▸ 指示 1: 下の原文によると、コッキング亭の公園内には藤沢市の友好都市にちなんだ施設がいくつかあります。それらの施設名をすべて挙げてください。

▸ 原文:
南に伊豆大島、時計回りに箱根の山々と富士山、午前中に歩いてきた湘南海岸、
片瀬海岸、さらに七里ガ浜、稲村ケ崎から鎌倉方面、遠くに逗子、葉山、三浦半島、
はるかに房総半島まで見渡す。
写真100.1 江の島展望灯台から見下ろした弁天橋と対岸の藤沢片瀬海岸、橋の右側が
東浜。
眼下には弁天橋と対岸の藤沢市片瀬海岸がある。右よりに鎌倉時代から明治時代の
名所・旧跡。以前に私が訪ねたこともある龍口寺、日蓮の処刑場跡、日蓮聖人法難700年
を記念して寄進された白亜の仏舎利塔などが小さく見える。
片瀬海岸東浜の沖には、白帆のヨットが何隻も遊んでいる。この展望フロアの高さは
42メートル、海抜は102メートル。
展望灯台は藤沢市が管理する公園「コッキング亭」の中にあり、展望灯台は江の電の
運営とのこと。公園内には藤沢市の友好都市であるカナダ・ウインザー市の
「ウインザー広場」、アメリカ・マイアミビーチ市の「マイアミビーチ広場」、
長野県松本市の「松本館」、韓国保寧市の「保寧広場」、中国昆明市の「昆明広場」
がある。
写真100.2 コッキング苑内の昆明広場、背後に展望灯台。四阿(騁碧亭・ていへきてい)
は藤沢市の友好都市の中国昆明市から寄贈されたあずまや。
昆明広場に建てられた中国風のあずまや中国昆明市から贈られたものという。案内板に
よれば、昆明市との都市提携の仲立ちとなったのは、中国国歌「義勇軍行進曲」の作曲
家である聶耳(ニエ・アル)である。彼が来日した1935年、藤沢市鵠沼(くげぬま)

▸ 指示 2: 下の一覧を、「Objective: one point per instance of the soccer ball」を含む行から一覧の末尾までの範囲に限って編集し、「photo」を「image」に置き換えて示してください。画像は含めないでください。

▸ 入力データ:
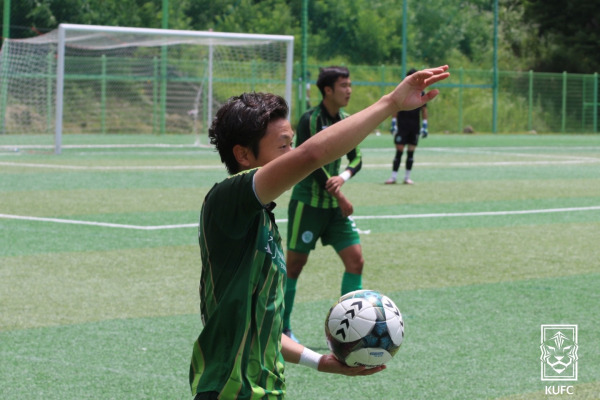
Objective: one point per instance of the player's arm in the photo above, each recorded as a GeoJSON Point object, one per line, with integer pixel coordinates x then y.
{"type": "Point", "coordinates": [334, 183]}
{"type": "Point", "coordinates": [424, 129]}
{"type": "Point", "coordinates": [296, 353]}
{"type": "Point", "coordinates": [285, 171]}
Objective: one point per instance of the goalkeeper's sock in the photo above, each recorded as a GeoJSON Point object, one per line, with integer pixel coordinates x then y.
{"type": "Point", "coordinates": [290, 295]}
{"type": "Point", "coordinates": [351, 282]}
{"type": "Point", "coordinates": [410, 159]}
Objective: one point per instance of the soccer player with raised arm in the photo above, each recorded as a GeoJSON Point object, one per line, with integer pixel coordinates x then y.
{"type": "Point", "coordinates": [241, 352]}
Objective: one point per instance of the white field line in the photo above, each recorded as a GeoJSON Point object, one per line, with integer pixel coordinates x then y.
{"type": "Point", "coordinates": [358, 217]}
{"type": "Point", "coordinates": [110, 168]}
{"type": "Point", "coordinates": [211, 167]}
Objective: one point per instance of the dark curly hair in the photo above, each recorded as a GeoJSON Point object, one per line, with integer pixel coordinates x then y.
{"type": "Point", "coordinates": [243, 120]}
{"type": "Point", "coordinates": [329, 75]}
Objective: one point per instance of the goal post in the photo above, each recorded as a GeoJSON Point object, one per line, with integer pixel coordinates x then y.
{"type": "Point", "coordinates": [102, 79]}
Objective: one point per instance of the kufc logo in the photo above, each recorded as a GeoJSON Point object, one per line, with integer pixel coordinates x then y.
{"type": "Point", "coordinates": [559, 352]}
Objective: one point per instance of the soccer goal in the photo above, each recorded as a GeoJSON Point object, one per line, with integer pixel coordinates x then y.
{"type": "Point", "coordinates": [119, 80]}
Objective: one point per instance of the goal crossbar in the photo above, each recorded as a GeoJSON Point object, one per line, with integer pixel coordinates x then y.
{"type": "Point", "coordinates": [95, 38]}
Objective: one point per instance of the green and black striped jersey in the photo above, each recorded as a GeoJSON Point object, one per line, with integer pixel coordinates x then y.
{"type": "Point", "coordinates": [311, 190]}
{"type": "Point", "coordinates": [238, 352]}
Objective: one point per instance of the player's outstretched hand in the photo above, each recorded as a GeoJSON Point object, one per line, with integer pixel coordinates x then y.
{"type": "Point", "coordinates": [407, 95]}
{"type": "Point", "coordinates": [329, 363]}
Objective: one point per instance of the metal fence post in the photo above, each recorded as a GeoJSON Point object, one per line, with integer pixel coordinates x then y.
{"type": "Point", "coordinates": [564, 103]}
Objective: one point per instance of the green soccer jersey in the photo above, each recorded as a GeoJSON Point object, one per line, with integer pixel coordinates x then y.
{"type": "Point", "coordinates": [238, 352]}
{"type": "Point", "coordinates": [311, 190]}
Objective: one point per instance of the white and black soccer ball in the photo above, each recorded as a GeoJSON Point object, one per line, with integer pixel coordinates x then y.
{"type": "Point", "coordinates": [364, 327]}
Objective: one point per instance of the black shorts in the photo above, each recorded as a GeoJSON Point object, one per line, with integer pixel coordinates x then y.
{"type": "Point", "coordinates": [406, 137]}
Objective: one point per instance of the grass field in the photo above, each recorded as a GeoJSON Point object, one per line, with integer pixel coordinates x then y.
{"type": "Point", "coordinates": [99, 266]}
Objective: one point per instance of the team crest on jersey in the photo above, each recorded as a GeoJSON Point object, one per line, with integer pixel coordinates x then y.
{"type": "Point", "coordinates": [268, 243]}
{"type": "Point", "coordinates": [307, 236]}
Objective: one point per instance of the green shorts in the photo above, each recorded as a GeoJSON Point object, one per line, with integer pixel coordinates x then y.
{"type": "Point", "coordinates": [307, 224]}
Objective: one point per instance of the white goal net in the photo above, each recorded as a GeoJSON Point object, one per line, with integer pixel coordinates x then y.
{"type": "Point", "coordinates": [98, 79]}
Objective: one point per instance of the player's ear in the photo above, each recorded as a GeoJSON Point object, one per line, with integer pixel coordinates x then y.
{"type": "Point", "coordinates": [241, 154]}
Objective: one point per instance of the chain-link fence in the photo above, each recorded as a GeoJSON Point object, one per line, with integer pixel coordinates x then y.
{"type": "Point", "coordinates": [527, 101]}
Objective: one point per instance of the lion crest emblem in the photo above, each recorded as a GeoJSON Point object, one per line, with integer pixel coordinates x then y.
{"type": "Point", "coordinates": [559, 353]}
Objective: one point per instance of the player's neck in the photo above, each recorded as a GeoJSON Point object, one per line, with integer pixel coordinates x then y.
{"type": "Point", "coordinates": [332, 108]}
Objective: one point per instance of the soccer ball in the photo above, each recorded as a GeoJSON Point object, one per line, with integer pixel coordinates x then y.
{"type": "Point", "coordinates": [364, 327]}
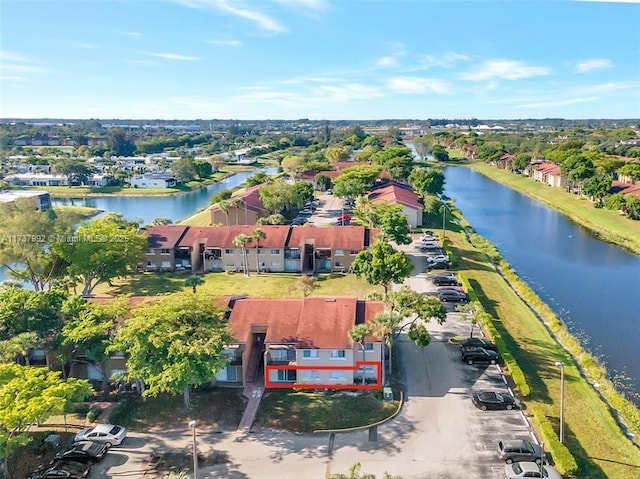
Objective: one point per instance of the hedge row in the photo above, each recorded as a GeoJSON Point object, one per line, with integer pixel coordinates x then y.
{"type": "Point", "coordinates": [562, 457]}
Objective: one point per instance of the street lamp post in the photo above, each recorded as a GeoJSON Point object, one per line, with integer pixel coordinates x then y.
{"type": "Point", "coordinates": [192, 425]}
{"type": "Point", "coordinates": [561, 366]}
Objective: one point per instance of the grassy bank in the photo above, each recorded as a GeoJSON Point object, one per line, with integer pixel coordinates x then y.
{"type": "Point", "coordinates": [592, 435]}
{"type": "Point", "coordinates": [605, 224]}
{"type": "Point", "coordinates": [271, 285]}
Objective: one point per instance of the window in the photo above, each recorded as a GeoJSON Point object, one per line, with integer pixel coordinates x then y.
{"type": "Point", "coordinates": [337, 354]}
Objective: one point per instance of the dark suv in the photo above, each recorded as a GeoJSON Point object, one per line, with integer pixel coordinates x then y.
{"type": "Point", "coordinates": [444, 280]}
{"type": "Point", "coordinates": [517, 450]}
{"type": "Point", "coordinates": [473, 355]}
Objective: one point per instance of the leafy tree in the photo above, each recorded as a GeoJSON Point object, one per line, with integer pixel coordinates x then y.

▸ 解答 1: ウインザー広場、マイアミビーチ広場、松本館、保寧広場、昆明広場

▸ 解答 2:
Objective: one point per instance of the soccer ball in the image above, each recorded as a GeoJSON Point object, one per line, with integer pixel coordinates x then y.
{"type": "Point", "coordinates": [364, 327]}
Objective: one point per instance of the hedge row in the image above, each recorded as a GeoJSON Point object, one per line, with integer pixel coordinates x then y.
{"type": "Point", "coordinates": [562, 457]}
Objective: one point per instance of the street lamp post in the image above, each recorded as a GeoJSON Point object, one per line, with integer pixel coordinates x then y.
{"type": "Point", "coordinates": [192, 425]}
{"type": "Point", "coordinates": [561, 366]}
Objective: one point per instance of the grassy bank in the image above, each recorded as a GeoJSON Point object, one per line, with integer pixel coordinates x then y.
{"type": "Point", "coordinates": [592, 435]}
{"type": "Point", "coordinates": [605, 224]}
{"type": "Point", "coordinates": [271, 285]}
Objective: one point per instance of the window in the image above, each recorded as a GeoJSON Point object, one per line, with integer pixel coordinates x then y.
{"type": "Point", "coordinates": [337, 354]}
Objective: one point per instance of the dark suv in the image above, each recorded as a GeoJSON Point object, one per line, with integer pixel coordinates x then y.
{"type": "Point", "coordinates": [444, 280]}
{"type": "Point", "coordinates": [517, 450]}
{"type": "Point", "coordinates": [473, 355]}
Objective: one point per instance of the leafy tree in the image above, each recorded as a GeoJSON Point object, one per line, with integer pixel coordinates x then y.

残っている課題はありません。